**PROBLEM TO WORK ON**
Reproduce all of the data below, switching "compact form" to "short form" and leaving everything else unchanged. Omit the pictures from your output.

Records from a data collection
════════════════

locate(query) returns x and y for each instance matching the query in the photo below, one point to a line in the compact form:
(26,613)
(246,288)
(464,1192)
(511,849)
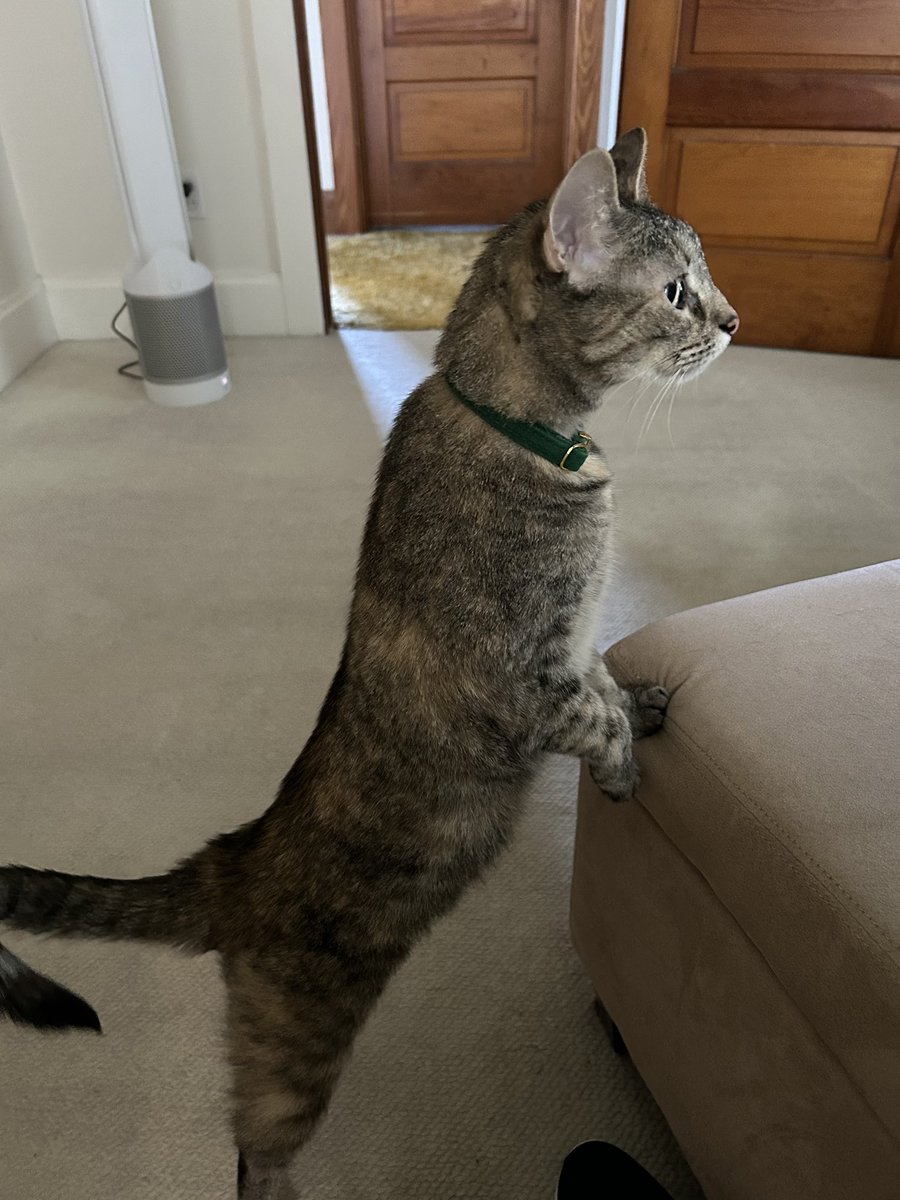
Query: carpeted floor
(399,279)
(174,587)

════════════════

**ANSWER**
locate(query) returns x and y for each instance matching the query in the photo below, one point to a line in the short form:
(26,613)
(246,288)
(464,1192)
(511,849)
Query: carpeted floor
(399,279)
(174,587)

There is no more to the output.